(Provided data)
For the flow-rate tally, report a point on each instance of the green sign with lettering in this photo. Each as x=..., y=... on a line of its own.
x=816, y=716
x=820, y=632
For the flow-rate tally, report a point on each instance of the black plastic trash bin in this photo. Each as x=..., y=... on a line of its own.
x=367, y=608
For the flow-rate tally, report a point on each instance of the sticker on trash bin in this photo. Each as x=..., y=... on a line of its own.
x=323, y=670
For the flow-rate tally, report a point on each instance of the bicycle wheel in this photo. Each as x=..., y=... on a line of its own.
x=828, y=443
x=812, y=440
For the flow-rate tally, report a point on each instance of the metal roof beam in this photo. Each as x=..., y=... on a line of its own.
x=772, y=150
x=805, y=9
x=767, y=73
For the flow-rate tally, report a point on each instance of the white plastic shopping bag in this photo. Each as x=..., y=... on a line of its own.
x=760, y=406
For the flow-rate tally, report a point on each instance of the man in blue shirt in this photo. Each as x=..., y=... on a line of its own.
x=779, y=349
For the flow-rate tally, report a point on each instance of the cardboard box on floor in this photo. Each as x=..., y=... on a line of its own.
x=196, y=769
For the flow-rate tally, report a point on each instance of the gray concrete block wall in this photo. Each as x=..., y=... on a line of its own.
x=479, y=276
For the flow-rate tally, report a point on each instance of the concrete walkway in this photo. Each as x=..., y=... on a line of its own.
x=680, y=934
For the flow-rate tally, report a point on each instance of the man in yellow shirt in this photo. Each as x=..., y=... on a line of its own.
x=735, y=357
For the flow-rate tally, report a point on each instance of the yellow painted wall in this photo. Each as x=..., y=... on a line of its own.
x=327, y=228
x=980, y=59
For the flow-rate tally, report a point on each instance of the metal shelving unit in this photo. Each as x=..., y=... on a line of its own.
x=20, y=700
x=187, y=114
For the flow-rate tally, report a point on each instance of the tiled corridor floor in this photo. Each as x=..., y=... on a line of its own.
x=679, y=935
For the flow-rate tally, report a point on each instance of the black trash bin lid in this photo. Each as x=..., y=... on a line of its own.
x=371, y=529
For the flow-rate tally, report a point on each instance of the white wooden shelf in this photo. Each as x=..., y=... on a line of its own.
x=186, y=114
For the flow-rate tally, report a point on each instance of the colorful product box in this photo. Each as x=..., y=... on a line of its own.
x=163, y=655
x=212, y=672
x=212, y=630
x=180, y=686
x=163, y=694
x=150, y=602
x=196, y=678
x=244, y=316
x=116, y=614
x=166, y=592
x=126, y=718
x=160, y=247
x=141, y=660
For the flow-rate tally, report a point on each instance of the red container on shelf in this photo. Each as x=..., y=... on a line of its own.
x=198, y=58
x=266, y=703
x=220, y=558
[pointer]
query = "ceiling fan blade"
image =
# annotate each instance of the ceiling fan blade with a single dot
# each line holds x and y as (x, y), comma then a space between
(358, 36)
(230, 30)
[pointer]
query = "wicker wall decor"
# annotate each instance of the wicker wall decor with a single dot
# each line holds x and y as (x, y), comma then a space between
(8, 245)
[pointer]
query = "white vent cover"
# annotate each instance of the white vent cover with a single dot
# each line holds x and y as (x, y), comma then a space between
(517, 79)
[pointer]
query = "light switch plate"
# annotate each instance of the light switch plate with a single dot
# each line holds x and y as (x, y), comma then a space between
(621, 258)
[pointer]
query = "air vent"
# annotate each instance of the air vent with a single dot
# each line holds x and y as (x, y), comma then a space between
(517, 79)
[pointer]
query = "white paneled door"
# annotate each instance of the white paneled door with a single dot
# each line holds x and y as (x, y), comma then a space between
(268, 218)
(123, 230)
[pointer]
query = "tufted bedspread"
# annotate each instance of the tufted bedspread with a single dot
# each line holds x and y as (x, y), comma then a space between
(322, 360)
(End Provided data)
How to complete this task: Set the entries above down again, each one exactly as written.

Response to the task:
For the flow-rate tally, report a point on each instance of the green sign with lettering in this photo. Each as x=..., y=... on a line of its own.
x=816, y=716
x=820, y=632
For the flow-rate tally, report a point on each instance of the black plastic trash bin in this photo. Each as x=..., y=... on a line of its own.
x=367, y=608
For the flow-rate tally, report a point on each instance of the sticker on trash bin in this photo. Each as x=..., y=... on a line of its own.
x=323, y=670
For the flow-rate tally, report a point on each instance of the bicycle wheel in this photo. Each as x=..., y=... on a line of its own.
x=828, y=443
x=812, y=440
For the flow-rate tally, report a point on each instance of the metal roof beam in this photo. Each as x=..., y=... on a line of its own.
x=772, y=150
x=805, y=9
x=767, y=73
For the flow-rate tally, report a point on each instance of the white plastic shopping bag in this photo. Each as x=..., y=... on a line of its own.
x=760, y=406
For the flow-rate tally, report a point on each instance of the man in blue shirt in this photo. Each as x=..., y=... on a line of its own.
x=779, y=349
For the flow-rate tally, report a point on each instance of the cardboard box on floor in this photo. Each as x=..., y=... on a line of its own.
x=196, y=769
For the flow-rate tally, report a point on each instance of the gray concrete block wall in this photo. Each as x=..., y=... on a line of its own.
x=479, y=276
For the flow-rate tally, report a point on each instance of the concrete walkway in this photo. Each as x=..., y=... on a line of its own.
x=680, y=934
For the flow-rate tally, report a point on each instance of the man in yellow shirt in this photo. Each as x=..., y=... on a line of its own.
x=735, y=357
For the flow-rate tally, report a point on each instance of the yellow painted wall in this photo. Each as x=..., y=... on a line of its own.
x=327, y=228
x=980, y=59
For the flow-rate tally, report a point on each instance of the metal shelving unit in this photo. Each as x=..., y=... on a line of its own.
x=20, y=700
x=187, y=114
For the flow-rate tally, report a point on each instance of the tiled corridor floor in this photo. Each as x=..., y=... on a line of its own.
x=679, y=935
For the flow-rate tally, report a point on each instance of the black trash bin lid in this photo. Each as x=..., y=... on a line of its own.
x=371, y=529
For the flow-rate tally, report a point on each instance of the white wooden shelf in this photo. Each as x=..., y=... on a line of its own.
x=186, y=114
For the flow-rate tally, report a point on each instance of the colorful product box in this photo. Each as x=..., y=... on a line of its own.
x=163, y=655
x=212, y=672
x=212, y=630
x=180, y=686
x=163, y=694
x=150, y=602
x=196, y=678
x=244, y=316
x=116, y=614
x=166, y=592
x=126, y=718
x=160, y=247
x=141, y=660
For the flow-rate tally, report a point on each instance of the red container on shelf in this photo. Each as x=..., y=... on a line of its own.
x=198, y=58
x=266, y=703
x=220, y=558
[pointer]
query = "ceiling fan blade"
image =
# annotate each instance of the ceiling fan blade with a single dot
# each line holds x and y as (x, y), comma then a space between
(358, 36)
(230, 30)
[pointer]
query = "wicker wall decor"
# annotate each instance of the wicker wall decor with a single dot
# each line holds x and y as (x, y), comma then a space between
(8, 245)
[pointer]
query = "white vent cover"
# annotate each instance of the white vent cover with a single dot
# each line holds x and y as (x, y), comma then a space between
(517, 79)
[pointer]
query = "light switch plate"
# annotate each instance of the light switch plate with a single dot
# each line holds x and y as (x, y), comma then a space between
(621, 258)
[pointer]
query = "air vent"
# annotate each instance of the air vent with a single dot
# each line holds x and y as (x, y), comma then a space between
(517, 79)
[pointer]
query = "white paneled door"
# annotate each instance of the white paneled door with a single dot
# each line holds x and y as (x, y), comma then a space between
(268, 218)
(123, 230)
[pointer]
query = "tufted bedspread"
# annotate each instance of the tufted bedspread with a single dot
# each line holds x and y as (x, y), comma then a space between
(322, 360)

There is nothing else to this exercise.